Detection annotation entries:
◇ ◇ ◇ ◇ ◇ ◇ ◇

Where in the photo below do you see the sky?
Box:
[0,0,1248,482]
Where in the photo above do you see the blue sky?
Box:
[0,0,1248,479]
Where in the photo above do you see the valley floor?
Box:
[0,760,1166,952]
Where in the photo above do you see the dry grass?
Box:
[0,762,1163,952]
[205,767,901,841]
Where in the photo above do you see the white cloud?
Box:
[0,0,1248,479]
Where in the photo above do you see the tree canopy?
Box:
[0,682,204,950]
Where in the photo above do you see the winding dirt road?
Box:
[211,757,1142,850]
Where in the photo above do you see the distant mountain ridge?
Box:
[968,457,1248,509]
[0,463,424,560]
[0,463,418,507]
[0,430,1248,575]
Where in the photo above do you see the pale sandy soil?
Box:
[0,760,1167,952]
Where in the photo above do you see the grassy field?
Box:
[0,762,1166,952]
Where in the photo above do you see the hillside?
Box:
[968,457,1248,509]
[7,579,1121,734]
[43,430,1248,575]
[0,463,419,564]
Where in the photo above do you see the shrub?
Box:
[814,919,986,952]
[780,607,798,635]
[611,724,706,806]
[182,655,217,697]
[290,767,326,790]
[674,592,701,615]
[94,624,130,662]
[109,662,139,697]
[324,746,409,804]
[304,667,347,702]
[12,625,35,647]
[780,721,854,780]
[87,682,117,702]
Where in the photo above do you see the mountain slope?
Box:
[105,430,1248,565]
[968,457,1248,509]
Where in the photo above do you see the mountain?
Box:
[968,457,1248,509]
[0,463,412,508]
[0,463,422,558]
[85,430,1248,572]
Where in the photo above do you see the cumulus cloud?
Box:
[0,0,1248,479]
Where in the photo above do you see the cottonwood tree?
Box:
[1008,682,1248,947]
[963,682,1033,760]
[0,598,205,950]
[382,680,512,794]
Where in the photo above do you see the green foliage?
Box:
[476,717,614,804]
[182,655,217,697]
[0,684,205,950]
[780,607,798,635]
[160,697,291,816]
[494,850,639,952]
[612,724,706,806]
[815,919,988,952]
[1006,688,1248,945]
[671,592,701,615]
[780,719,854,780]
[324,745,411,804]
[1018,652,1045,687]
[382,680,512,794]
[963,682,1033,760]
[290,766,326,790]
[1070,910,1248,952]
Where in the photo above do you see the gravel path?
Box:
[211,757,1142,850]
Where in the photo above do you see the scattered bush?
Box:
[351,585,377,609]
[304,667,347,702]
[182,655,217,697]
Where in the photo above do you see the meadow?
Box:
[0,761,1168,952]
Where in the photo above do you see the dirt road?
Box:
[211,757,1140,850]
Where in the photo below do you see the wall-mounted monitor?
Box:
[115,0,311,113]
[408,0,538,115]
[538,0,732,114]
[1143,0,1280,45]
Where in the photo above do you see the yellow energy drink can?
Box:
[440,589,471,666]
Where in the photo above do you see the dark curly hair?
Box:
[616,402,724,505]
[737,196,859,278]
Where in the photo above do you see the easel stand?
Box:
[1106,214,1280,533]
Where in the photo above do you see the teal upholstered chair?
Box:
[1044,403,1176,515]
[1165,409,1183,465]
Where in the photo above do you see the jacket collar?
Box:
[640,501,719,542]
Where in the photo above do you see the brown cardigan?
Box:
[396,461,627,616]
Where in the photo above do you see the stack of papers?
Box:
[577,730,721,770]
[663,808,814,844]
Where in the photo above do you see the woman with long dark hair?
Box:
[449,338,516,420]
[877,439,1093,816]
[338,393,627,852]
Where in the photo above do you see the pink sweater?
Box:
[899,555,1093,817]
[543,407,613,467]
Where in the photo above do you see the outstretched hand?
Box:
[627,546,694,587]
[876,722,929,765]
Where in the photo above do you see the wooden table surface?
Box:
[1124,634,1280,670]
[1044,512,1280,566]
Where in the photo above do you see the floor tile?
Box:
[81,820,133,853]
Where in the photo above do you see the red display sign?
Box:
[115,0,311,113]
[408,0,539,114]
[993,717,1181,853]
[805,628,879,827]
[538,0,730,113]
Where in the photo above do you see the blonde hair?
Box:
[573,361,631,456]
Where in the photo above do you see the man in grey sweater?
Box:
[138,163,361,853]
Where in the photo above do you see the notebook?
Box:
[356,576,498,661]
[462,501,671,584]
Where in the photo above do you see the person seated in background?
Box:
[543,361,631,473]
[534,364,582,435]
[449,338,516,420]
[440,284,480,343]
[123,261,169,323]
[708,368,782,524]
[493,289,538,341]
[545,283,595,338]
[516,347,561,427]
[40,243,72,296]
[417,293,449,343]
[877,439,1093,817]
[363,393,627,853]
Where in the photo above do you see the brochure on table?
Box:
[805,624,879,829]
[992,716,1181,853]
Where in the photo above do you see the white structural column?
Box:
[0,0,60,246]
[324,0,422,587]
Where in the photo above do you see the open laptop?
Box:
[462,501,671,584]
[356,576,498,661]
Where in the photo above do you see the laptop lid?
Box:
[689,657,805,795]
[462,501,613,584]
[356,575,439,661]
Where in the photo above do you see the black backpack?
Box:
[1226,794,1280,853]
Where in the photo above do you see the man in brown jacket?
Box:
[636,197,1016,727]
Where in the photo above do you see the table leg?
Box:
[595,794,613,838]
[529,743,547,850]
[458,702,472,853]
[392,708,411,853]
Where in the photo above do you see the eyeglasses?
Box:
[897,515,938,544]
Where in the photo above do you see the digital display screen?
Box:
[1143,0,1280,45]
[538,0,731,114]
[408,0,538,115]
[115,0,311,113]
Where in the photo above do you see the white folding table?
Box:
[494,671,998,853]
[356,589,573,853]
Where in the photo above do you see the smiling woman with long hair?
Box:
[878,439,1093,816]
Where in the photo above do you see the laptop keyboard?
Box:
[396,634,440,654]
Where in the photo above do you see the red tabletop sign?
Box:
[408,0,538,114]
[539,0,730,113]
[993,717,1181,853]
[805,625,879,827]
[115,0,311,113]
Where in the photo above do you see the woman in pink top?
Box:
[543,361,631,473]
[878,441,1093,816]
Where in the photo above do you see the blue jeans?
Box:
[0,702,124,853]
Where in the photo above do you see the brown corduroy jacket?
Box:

◇ ◇ ◇ ◇ ◇ ◇ ◇

▶ What is needed: Copy all of the entries above word for word.

▶ Solution for this task:
Where in the photo below do you see the sky?
Box:
[0,0,1248,482]
Where in the photo above do you see the blue sky?
Box:
[0,0,1248,479]
Where in the photo above do you see the valley floor?
Box:
[0,760,1166,952]
Where in the photo above do you see the dry grass?
Box:
[0,762,1163,952]
[205,767,901,841]
Where in the photo above do you see the white cloud?
Box:
[0,0,1248,479]
Where in the photo above do you see the tree canopy?
Box:
[0,682,204,950]
Where in the photo above do you see the winding dirt road?
Box:
[211,757,1142,850]
Where in the photo above do you see the distant mountain ridge?
Box:
[968,457,1248,509]
[0,463,424,560]
[0,463,418,507]
[0,430,1248,575]
Where in the photo above do you see the pale sandy soil?
Box:
[0,760,1167,952]
Where in the photo above do you see the grassy field?
Box:
[0,762,1166,952]
Where in the photo above do you see the hillside?
Box:
[968,457,1248,509]
[7,579,1121,734]
[43,430,1248,575]
[0,463,419,564]
Where in the photo above do you see the shrub?
Box:
[814,919,986,952]
[780,607,798,635]
[611,724,706,806]
[182,655,217,697]
[290,767,326,790]
[674,592,701,615]
[94,624,130,662]
[109,662,139,697]
[324,746,409,804]
[304,667,347,702]
[12,625,35,647]
[780,721,854,780]
[87,682,117,702]
Where in the photo above do you see the mountain slope?
Box:
[105,430,1248,565]
[968,457,1248,509]
Where in the photo above do you see the mountain?
Box:
[968,457,1248,509]
[0,463,412,508]
[0,463,422,558]
[85,430,1248,572]
Where in the photo above do you see the cumulus cloud?
Box:
[0,0,1248,479]
Where in the photo above do you see the cottonwood tree?
Box:
[1008,682,1248,947]
[963,682,1033,760]
[0,598,205,950]
[382,680,512,794]
Where in the photo above do you see the green foliage?
Box:
[476,717,614,804]
[182,655,217,697]
[0,684,205,950]
[780,607,798,635]
[160,697,291,816]
[494,850,639,952]
[612,724,706,806]
[815,919,988,952]
[1006,688,1248,945]
[671,592,701,615]
[780,719,854,780]
[324,745,411,804]
[1018,652,1045,687]
[382,680,512,794]
[963,682,1033,760]
[290,766,326,790]
[1070,910,1248,952]
Where in the photo above do you see the gravel path?
Box:
[211,757,1142,850]
Where in the photo above do you see the scattered bush?
Box:
[351,585,377,609]
[304,667,347,702]
[182,655,217,697]
Where in the photo above do you see the meadow?
Box:
[0,761,1168,952]
Where in the photo above do you see the dirt road?
Box:
[211,757,1140,850]
Where in the photo below do you see the wall-mounted monitor?
Box:
[115,0,311,113]
[408,0,538,115]
[538,0,732,114]
[1143,0,1280,45]
Where in the photo above do you see the yellow energy drink can?
Box:
[440,589,471,666]
Where in the photo above do you see the dark curly hair?
Box:
[616,402,724,505]
[737,196,859,278]
Where in the photo above do you see the easel stand?
Box:
[1106,214,1280,533]
Where in the photo above do you see the teal upholstered chair?
Box:
[1044,403,1176,515]
[1165,409,1183,465]
Where in the photo above do you see the jacket collar?
Box:
[640,501,719,542]
Where in the photo above do you see the brown cardigan?
Box:
[396,461,627,616]
Where in the photo above do you see the stack of papers?
Box:
[577,730,721,770]
[663,808,814,844]
Where in the photo above do you see the woman with long dark hair?
Box:
[449,338,516,420]
[877,439,1093,816]
[338,393,627,852]
Where in the photo above do you see the pink sweater?
Box:
[899,555,1093,817]
[543,407,613,467]
Where in the photo above do you see the outstretched hand?
Box:
[627,546,694,587]
[876,722,929,765]
Where in the photo above do you see the wooden table surface?
Box:
[1124,634,1280,670]
[1044,512,1280,566]
Where in the photo above do you see the floor tile?
Box:
[81,820,133,853]
Where in the photo above do you see the red display sign?
Box:
[115,0,311,113]
[408,0,539,114]
[993,717,1181,853]
[805,628,879,827]
[538,0,730,113]
Where in the photo above do you see the blonde hair?
Box:
[573,361,631,456]
Where in the photo above do you see the man in grey sweater?
Box:
[138,163,361,853]
Where in the photo above do you see the notebook?
Box:
[356,576,498,661]
[462,501,671,584]
Where in the photo above do you see the person seated in background?
Box:
[543,361,631,473]
[534,364,582,435]
[449,338,516,420]
[440,284,480,343]
[123,261,169,323]
[708,368,782,524]
[493,289,538,341]
[545,283,595,338]
[516,347,561,427]
[40,243,72,296]
[417,293,449,343]
[877,439,1093,817]
[363,393,627,853]
Where in the photo above do you see the brochure on table?
Box:
[805,624,879,829]
[992,716,1181,853]
Where in the photo above do you see the white structural column?
Box:
[0,0,60,246]
[324,0,422,587]
Where in the photo above do you see the open laptop?
Box:
[462,501,671,584]
[356,576,498,661]
Where in the photo above do you see the laptop lid?
Box:
[689,657,805,795]
[462,501,613,584]
[356,575,439,661]
Where in the photo above do you see the black backpack?
Box:
[1226,794,1280,853]
Where in the photo above do you see the man in brown jacket?
Box:
[636,197,1016,727]
Where in the photo above do you see the table leg?
Box:
[595,794,613,838]
[529,743,547,850]
[458,702,472,853]
[392,708,411,853]
Where in the photo above do you see the eyeglasses?
Box:
[897,515,938,544]
Where in the photo above do you see the digital display screen?
Box:
[1143,0,1280,45]
[538,0,731,114]
[408,0,538,115]
[115,0,311,113]
Where in the photo above do you see the white folding table?
Box:
[494,671,998,853]
[356,589,573,853]
Where in the photo above do you see the smiling woman with long hair?
Box:
[878,439,1093,816]
Where in the photo above do you see the laptop keyboard?
Box:
[396,634,440,654]
Where in the photo above do you see the red tabletop sign?
Box:
[408,0,538,114]
[539,0,730,113]
[993,717,1181,853]
[805,625,879,827]
[115,0,311,113]
Where in the photo above do you see the woman in pink top?
Box:
[543,361,631,473]
[878,441,1093,816]
Where in the photo above do you see the blue jeans?
Box:
[0,702,124,853]
Where in the photo above do you see the brown corduroy jacket?
Box:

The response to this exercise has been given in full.